> **Parti dell'esercizio**:
a - Ricopia dall'intervista ai Gazebo Penguins il passo compreso tra "Basta essere i Gazebo Penguins con" e "stratificato nel tempo?", estremi inclusi.
b - Riprendi l'intervista ai Gazebo Penguins e continuala dopo l'ultima frase riportata.

Gazebo Penguins, l’album Temporale: “La nostra musica nasce in un altrove”

Chitarre selvagge e neuroscienza, bassi belligeranti e filosofia della mente, sonorità prepotenti che incalzano teorie nietschiane. Parlare del cervello umano facendo musica impetuosa e liberatoria: un’idea impossibile, assurda, quasi folle.

E invece no: basta solo pensarlo, volerlo e avere il coraggio di farlo.

Basta essere i Gazebo Penguins con il loro Temporale, il nuovo album. La band va orgogliosamente e ferocemente controcorrente, alla ricerca di quelle sfumature che aggiungono valore e autenticità alla vita, per poi sbattercele con forza addosso. Li ho incontrati in studio a Correggio.

Partiamo dalla storia di Temporale e dall’idea di parlare del cervello quando tutto intorno a noi ci spinge ad anestetizzarlo. Quando è nato? È stato una urgenza creativa o un flusso di pensieri stratificato nel tempo?

> **Dati registrati**:
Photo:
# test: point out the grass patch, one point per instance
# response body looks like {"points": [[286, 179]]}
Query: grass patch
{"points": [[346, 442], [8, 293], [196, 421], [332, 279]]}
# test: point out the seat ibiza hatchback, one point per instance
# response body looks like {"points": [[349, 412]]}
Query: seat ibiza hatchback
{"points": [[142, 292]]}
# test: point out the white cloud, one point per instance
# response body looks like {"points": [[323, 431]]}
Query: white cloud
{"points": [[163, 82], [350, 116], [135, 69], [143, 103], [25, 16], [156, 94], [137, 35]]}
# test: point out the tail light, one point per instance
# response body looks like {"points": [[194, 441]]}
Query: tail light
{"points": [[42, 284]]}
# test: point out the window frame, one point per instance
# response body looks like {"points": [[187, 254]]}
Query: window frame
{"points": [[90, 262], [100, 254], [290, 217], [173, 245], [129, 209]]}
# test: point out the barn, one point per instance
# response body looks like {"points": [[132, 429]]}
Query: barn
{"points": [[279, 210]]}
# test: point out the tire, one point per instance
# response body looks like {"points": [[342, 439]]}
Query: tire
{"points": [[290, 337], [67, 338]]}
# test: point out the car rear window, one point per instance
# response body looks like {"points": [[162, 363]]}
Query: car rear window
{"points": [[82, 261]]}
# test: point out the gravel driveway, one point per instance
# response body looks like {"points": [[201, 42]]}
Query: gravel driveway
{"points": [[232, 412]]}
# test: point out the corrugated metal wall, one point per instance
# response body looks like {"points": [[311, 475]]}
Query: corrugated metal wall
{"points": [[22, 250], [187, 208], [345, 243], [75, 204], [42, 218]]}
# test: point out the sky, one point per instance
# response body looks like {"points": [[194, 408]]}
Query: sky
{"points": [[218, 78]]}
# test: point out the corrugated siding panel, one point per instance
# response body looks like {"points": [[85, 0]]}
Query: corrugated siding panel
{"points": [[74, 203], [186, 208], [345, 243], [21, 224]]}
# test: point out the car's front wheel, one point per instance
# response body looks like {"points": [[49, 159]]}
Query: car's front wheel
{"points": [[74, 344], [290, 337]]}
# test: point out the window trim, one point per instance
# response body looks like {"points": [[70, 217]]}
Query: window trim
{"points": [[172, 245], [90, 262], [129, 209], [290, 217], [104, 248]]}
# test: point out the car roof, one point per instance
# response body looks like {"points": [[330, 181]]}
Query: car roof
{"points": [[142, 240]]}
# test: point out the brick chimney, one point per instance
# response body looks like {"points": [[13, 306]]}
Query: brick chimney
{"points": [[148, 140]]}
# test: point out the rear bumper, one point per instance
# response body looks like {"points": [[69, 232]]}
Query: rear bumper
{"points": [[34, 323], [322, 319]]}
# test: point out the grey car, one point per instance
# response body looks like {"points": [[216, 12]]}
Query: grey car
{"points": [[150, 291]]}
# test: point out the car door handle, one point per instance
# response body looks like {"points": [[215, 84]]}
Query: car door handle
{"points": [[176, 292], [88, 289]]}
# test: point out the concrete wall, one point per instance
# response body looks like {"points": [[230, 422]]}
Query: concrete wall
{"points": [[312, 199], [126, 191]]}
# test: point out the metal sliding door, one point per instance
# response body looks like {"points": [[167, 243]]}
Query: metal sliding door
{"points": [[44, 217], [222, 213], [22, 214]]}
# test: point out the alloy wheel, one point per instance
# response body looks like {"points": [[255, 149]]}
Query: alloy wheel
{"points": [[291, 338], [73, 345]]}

> **Soluzioni**:
a -
Basta essere i Gazebo Penguins con il loro Temporale, il nuovo album. La band va orgogliosamente e ferocemente controcorrente, alla ricerca di quelle sfumature che aggiungono valore e autenticità alla vita, per poi sbattercele con forza addosso. Li ho incontrati in studio a Correggio.

Partiamo dalla storia di Temporale e dall’idea di parlare del cervello quando tutto intorno a noi ci spinge ad anestetizzarlo. Quando è nato? È stato una urgenza creativa o un flusso di pensieri stratificato nel tempo?

b -
Il disco nasce durante l’ultimo tour che risale al 2023/24 e raccontava il progetto Quanto che era più declinato su storie nostre narrate attraverso la fisica quantistica. Durante il tour abbiamo visto generazioni diverse che ci hanno fatto salire la voglia di fare canzoni nuove. Anche quell’album era complesso ma non irraggiungibile per i giovani. Come sfida creativa abbiamo scelto di darci qualche limite per incentivare la creatività, come la scuola di letteratura potenziale di Italo Calvivo. Ci sono sonorità lontane da noi come quelle degli anni Ottanta ma nel complesso abbiamo seguito le direttive che ci siamo dati a priori.

Il sovra-pensiero che descrivete nel brano Gestalt è un luogo di non ritorno oppure è solo rientrando nella nostra identità che comprendiamo meglio chi siamo?

È un continuo ritorno, parte da un episodio narrativo-biografico, dopo un concerto la testa si stacca e hai la percezione di essere quasi arrivato, e ti ritrovi a casa. Lì abbiamo parlato di identità, cosa ci rende la stessa persona che eravamo ieri? Cosa ci rende una persona anche se non guidiamo il nostro vivere?

Gestalt come terapia ha tra i suoi fondamenti l’Hic et Nunc: il qui e ora lo sentite un elemento concreto di voi?

Siamo una band costantemente fuori moda per alcuni, considera che il nostro primo disco è uscito nel 2009. Ci segue un’aura da gruppo cult nella nostra cerchia di fan. Noi ci siamo ma il nostro percorso va avanti a prescindere dalle mode. Non ci vergogniamo di nessuna canzone della nostra storia, anzi siamo orgogliosi di ogni canzone che abbiamo creato. Il live è il nostro hic et nunc.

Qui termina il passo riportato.